Problem requirements — Give back exactly the lines of the data below, starting with the line that has "Please spot the white lace" and going on through the line that has "point(367, 390)".

--- Information provided ---

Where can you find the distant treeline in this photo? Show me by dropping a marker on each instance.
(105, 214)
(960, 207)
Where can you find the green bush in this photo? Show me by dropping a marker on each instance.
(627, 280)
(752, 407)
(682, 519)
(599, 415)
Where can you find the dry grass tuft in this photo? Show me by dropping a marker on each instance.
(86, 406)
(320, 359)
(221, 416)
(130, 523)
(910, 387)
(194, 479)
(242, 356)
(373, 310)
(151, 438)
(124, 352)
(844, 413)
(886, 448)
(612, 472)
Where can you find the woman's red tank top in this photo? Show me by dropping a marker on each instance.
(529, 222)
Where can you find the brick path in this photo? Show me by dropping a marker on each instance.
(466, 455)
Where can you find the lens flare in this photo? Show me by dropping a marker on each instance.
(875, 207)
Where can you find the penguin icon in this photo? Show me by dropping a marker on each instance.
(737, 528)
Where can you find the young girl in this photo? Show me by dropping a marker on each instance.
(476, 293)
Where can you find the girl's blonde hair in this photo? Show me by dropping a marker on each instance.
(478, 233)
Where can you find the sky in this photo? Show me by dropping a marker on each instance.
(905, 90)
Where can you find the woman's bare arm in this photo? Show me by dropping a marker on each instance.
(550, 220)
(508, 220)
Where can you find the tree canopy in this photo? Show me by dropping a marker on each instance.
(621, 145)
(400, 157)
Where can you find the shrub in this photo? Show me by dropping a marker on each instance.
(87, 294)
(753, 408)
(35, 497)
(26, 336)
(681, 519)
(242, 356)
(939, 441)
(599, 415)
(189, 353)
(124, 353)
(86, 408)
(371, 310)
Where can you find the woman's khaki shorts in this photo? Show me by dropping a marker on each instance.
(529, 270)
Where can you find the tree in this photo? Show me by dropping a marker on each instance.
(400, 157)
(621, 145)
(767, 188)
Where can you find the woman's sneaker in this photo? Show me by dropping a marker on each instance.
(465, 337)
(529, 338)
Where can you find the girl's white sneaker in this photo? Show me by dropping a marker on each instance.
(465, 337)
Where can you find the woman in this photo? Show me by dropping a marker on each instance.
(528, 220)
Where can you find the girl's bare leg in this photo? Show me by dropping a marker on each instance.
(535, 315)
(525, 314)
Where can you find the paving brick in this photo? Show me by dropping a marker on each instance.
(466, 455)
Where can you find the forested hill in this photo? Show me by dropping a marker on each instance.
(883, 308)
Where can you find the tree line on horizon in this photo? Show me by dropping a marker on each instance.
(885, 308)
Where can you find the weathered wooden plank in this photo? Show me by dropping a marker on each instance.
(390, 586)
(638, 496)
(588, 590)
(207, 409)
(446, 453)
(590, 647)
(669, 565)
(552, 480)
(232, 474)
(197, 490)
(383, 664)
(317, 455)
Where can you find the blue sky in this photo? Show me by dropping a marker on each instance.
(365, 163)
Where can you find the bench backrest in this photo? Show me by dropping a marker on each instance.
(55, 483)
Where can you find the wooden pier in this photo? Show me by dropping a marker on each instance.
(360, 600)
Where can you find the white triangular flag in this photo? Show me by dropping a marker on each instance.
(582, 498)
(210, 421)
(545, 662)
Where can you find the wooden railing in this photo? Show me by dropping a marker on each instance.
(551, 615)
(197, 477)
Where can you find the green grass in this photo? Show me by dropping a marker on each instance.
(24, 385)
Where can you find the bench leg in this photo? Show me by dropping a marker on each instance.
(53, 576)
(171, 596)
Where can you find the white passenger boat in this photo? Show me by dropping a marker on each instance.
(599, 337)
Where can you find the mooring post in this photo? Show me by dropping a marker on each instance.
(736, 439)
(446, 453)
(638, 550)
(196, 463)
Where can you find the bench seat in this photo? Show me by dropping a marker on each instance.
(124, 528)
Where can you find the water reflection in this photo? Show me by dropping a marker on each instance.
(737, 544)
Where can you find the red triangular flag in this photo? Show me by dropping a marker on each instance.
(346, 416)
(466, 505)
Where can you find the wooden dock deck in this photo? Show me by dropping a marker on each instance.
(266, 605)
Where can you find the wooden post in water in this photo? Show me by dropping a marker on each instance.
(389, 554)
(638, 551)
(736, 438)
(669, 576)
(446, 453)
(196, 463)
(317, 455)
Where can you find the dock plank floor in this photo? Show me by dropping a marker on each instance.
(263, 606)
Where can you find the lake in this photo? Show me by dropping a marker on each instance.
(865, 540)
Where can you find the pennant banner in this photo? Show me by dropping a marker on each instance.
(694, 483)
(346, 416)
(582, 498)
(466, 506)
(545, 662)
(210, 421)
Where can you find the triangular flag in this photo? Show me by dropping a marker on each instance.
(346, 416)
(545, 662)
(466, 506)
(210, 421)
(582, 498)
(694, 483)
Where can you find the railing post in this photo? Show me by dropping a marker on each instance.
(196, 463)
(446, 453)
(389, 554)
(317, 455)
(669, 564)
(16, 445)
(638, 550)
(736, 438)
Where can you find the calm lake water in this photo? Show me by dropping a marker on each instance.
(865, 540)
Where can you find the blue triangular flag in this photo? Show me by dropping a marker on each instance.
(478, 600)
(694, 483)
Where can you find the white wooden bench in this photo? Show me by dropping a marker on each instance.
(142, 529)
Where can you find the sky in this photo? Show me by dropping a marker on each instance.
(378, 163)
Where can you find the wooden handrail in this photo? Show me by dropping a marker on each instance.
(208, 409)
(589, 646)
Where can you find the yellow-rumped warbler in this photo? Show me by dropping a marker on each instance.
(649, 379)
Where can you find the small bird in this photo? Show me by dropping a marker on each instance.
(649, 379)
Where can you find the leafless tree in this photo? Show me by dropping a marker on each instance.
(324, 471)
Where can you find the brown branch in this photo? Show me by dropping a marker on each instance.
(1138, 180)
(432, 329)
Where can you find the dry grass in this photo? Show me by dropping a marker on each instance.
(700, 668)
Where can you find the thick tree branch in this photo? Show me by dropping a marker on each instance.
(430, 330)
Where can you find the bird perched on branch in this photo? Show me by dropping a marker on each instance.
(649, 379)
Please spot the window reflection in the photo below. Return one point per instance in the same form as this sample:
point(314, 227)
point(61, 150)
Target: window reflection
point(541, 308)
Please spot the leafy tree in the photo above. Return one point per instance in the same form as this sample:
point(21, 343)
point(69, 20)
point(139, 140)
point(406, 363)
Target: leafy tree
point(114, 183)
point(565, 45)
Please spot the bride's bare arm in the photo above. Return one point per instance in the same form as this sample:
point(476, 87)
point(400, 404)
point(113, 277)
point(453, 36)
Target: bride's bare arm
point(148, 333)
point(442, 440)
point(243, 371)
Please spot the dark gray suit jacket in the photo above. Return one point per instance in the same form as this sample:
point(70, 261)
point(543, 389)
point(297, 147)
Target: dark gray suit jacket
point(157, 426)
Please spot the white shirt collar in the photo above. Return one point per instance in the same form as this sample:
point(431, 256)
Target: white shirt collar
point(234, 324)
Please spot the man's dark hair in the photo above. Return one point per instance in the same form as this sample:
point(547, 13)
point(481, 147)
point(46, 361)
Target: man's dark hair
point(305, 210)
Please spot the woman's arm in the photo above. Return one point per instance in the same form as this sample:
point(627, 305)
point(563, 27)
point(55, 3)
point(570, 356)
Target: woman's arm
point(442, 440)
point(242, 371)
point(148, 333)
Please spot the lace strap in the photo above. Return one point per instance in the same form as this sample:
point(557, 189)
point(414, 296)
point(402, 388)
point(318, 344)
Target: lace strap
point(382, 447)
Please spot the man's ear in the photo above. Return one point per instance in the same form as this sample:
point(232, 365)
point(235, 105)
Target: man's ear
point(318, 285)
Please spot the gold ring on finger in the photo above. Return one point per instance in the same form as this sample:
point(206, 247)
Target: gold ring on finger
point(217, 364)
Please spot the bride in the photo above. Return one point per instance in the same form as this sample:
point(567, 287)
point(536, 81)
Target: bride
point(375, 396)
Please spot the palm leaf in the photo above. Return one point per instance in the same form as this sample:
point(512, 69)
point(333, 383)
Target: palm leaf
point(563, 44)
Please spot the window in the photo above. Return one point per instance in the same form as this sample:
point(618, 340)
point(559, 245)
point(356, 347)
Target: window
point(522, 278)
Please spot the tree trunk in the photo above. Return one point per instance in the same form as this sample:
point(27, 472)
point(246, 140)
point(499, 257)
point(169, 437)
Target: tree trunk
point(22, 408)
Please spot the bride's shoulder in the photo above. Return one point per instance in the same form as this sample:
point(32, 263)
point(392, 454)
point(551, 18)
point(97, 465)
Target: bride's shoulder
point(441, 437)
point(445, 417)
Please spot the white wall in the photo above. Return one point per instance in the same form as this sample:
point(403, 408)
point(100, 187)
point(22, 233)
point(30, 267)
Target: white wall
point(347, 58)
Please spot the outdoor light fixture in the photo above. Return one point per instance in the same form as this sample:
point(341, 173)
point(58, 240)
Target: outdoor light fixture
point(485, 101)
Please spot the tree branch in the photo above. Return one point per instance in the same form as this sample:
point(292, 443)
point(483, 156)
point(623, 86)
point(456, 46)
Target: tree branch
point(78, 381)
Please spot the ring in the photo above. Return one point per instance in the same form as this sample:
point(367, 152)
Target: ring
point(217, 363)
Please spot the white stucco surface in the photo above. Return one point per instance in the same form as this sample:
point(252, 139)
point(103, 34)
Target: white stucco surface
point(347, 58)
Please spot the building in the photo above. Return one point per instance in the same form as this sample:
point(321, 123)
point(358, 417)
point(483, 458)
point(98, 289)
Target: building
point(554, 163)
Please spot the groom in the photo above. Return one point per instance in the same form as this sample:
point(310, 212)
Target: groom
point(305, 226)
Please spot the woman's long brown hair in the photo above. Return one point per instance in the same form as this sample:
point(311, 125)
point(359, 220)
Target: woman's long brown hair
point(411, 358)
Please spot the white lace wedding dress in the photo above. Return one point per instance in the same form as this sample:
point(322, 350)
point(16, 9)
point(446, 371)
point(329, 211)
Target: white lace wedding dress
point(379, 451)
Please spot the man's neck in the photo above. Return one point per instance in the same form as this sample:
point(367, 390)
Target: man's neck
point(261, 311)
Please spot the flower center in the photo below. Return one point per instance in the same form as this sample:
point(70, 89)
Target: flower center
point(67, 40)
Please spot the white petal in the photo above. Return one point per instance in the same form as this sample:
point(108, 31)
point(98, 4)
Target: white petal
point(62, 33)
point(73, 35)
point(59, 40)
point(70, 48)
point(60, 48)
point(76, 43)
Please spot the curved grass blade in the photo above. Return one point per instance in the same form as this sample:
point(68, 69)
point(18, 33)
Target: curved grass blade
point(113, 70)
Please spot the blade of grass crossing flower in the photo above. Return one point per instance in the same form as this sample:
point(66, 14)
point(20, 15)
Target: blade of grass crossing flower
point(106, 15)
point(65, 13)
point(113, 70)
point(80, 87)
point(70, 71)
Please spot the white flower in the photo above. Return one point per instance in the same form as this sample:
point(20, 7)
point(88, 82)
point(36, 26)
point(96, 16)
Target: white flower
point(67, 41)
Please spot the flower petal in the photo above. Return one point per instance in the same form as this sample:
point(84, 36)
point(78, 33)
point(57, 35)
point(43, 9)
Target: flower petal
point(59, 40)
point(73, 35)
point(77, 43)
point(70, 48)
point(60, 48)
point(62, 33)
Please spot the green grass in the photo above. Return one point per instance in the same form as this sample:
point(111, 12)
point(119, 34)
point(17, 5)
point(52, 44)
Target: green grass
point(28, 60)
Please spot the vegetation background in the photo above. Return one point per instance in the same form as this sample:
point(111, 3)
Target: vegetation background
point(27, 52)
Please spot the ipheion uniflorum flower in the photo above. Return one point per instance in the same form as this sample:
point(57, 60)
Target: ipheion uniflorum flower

---

Worked solution —
Please spot the white lace wedding dress in the photo above. Return one point per instance in the same form as this sample:
point(322, 350)
point(16, 9)
point(446, 371)
point(329, 211)
Target: white lace wedding dress
point(379, 451)
Please spot the man's neck in the photo above. Return one point per instance in the same form as this sample:
point(367, 390)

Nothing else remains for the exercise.